◆ **Text block**
Cooperative Fish and Wildlife Research Units Program:
Education, Research and Technical Assistance for Managing Our Natural Resources

Project


Grizzly Bear Space Use in the US Northern Rocky Mountains

January 2021 - January 2030


Personnel

Participating Agencies

Over the past two centuries, persecution and habitat loss caused grizzly bears (Ursus arctos) to decline from a population of approximately 50,000 individuals to only 4 fragmented populations within the continental United States. In recent decades, these populations have increased and expanded in size and range due to collaborative conservation efforts and protections under the Endangered Species Act. Today, population estimates exceed 1000 animals each in the Northern Continental Divide Ecosystem (NCDE) and Greater Yellowstone Ecosystem (GYE). The Selkirk Ecosystem (SE) has approximately 50 grizzly bears, and augmentations into the Cabinet-Yaak Ecosystem (CYE) helped boost the population to an estimated 50 – 60 animals. To date, the Bitterroot (BE) and North Cascades Ecosystems (NCE) lack any known permanent residents.

◆ **Problem requirements**
Answer the following from the grizzly bear project description above.
(a) Over what period does the project run?
(b) About how many grizzly bears lived in the continental United States before the decline?
(c) Approximately how many grizzly bears does the Selkirk Ecosystem have?

◆ **Data section**
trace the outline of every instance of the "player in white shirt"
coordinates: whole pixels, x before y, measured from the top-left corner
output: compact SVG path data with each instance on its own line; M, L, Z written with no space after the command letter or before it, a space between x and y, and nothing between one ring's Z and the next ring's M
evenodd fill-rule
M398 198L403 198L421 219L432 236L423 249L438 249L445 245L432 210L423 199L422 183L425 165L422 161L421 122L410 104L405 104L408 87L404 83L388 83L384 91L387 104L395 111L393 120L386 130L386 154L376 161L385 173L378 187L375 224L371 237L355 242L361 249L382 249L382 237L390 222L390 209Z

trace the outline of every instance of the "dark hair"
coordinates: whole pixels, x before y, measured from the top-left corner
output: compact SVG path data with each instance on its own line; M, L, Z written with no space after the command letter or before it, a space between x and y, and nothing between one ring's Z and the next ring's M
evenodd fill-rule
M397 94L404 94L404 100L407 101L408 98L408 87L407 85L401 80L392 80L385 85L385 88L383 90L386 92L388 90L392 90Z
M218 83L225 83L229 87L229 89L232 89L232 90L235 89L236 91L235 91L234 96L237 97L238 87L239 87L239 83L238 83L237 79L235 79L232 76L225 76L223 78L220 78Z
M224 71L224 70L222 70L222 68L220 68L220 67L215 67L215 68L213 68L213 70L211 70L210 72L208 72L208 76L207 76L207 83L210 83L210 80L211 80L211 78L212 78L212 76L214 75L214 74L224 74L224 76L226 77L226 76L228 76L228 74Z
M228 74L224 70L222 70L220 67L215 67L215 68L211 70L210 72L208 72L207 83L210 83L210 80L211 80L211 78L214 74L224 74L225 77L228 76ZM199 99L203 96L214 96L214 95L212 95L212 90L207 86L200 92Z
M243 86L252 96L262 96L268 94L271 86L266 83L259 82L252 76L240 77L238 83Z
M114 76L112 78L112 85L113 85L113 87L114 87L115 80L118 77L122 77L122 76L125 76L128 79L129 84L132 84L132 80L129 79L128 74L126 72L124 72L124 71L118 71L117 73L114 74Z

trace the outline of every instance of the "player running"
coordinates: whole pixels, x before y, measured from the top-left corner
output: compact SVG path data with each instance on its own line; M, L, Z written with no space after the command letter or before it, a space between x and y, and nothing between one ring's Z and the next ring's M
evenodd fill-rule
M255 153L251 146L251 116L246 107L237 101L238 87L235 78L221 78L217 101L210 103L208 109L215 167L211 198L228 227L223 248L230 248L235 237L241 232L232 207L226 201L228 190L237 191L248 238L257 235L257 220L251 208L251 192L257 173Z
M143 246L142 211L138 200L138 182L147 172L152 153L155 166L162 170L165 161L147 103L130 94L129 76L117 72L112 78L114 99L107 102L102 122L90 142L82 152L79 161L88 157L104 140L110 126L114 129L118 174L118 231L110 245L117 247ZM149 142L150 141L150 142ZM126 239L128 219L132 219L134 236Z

◆ **In response**
(a) January 2021 to January 2030.
(b) Approximately 50,000.
(c) Approximately 50.